Coordinate annotation records

___

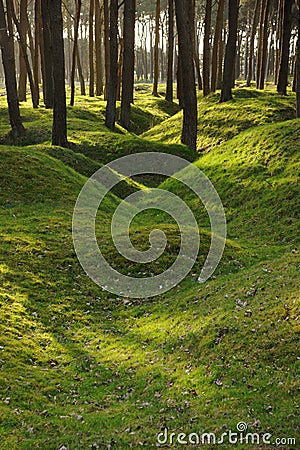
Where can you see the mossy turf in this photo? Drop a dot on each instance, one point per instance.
(82, 368)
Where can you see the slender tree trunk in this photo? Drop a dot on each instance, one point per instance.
(264, 46)
(80, 73)
(120, 67)
(10, 28)
(184, 18)
(278, 40)
(216, 44)
(169, 90)
(59, 128)
(196, 47)
(74, 53)
(179, 83)
(113, 76)
(106, 46)
(252, 42)
(34, 95)
(128, 63)
(98, 50)
(47, 55)
(37, 37)
(22, 64)
(220, 62)
(297, 84)
(156, 53)
(10, 76)
(226, 93)
(285, 49)
(91, 48)
(206, 48)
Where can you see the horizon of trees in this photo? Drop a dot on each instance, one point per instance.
(104, 46)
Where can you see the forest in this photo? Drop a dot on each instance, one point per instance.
(149, 223)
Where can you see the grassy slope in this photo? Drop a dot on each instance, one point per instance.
(82, 367)
(220, 122)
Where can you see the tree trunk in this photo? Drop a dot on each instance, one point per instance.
(297, 86)
(278, 40)
(120, 67)
(128, 62)
(98, 49)
(22, 64)
(106, 46)
(80, 74)
(264, 46)
(59, 128)
(47, 56)
(285, 49)
(91, 48)
(206, 49)
(183, 18)
(252, 42)
(169, 90)
(216, 44)
(226, 93)
(10, 76)
(110, 119)
(37, 39)
(34, 94)
(220, 62)
(74, 53)
(156, 43)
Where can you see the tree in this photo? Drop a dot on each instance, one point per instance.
(110, 118)
(98, 50)
(23, 28)
(252, 42)
(263, 43)
(10, 76)
(216, 44)
(297, 86)
(226, 93)
(59, 127)
(74, 53)
(91, 48)
(106, 46)
(47, 55)
(183, 10)
(128, 62)
(206, 48)
(23, 47)
(169, 89)
(285, 47)
(156, 44)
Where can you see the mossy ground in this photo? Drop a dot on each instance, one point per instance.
(86, 369)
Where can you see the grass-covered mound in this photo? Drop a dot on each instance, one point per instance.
(257, 177)
(219, 122)
(82, 368)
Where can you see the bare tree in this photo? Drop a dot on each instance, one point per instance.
(10, 76)
(169, 89)
(183, 10)
(128, 62)
(74, 53)
(285, 47)
(110, 118)
(233, 10)
(59, 128)
(156, 53)
(216, 44)
(206, 48)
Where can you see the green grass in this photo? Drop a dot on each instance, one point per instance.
(219, 122)
(86, 369)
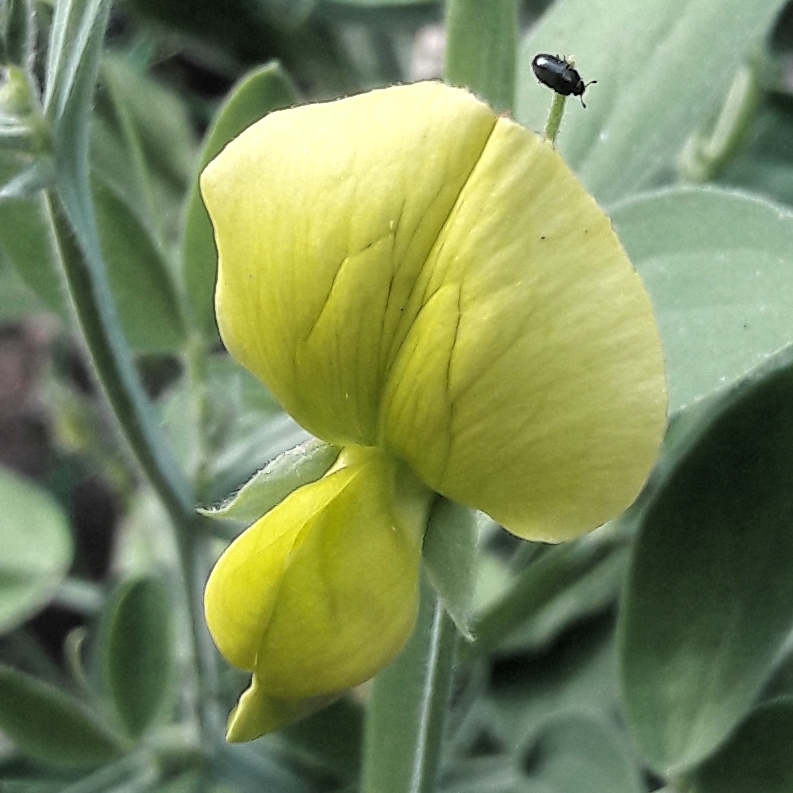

___

* PROMPT
Gather every line in the records above that contains the string "trunk". Treat uppercase and lowercase letters as different.

* TASK RESPONSE
Where can you see the slender tree trunk in this photo? Drop a dot on each instance, one point per instance.
Where can you see the tree trunk in this photo? Drop a dot on each instance, one point per instance.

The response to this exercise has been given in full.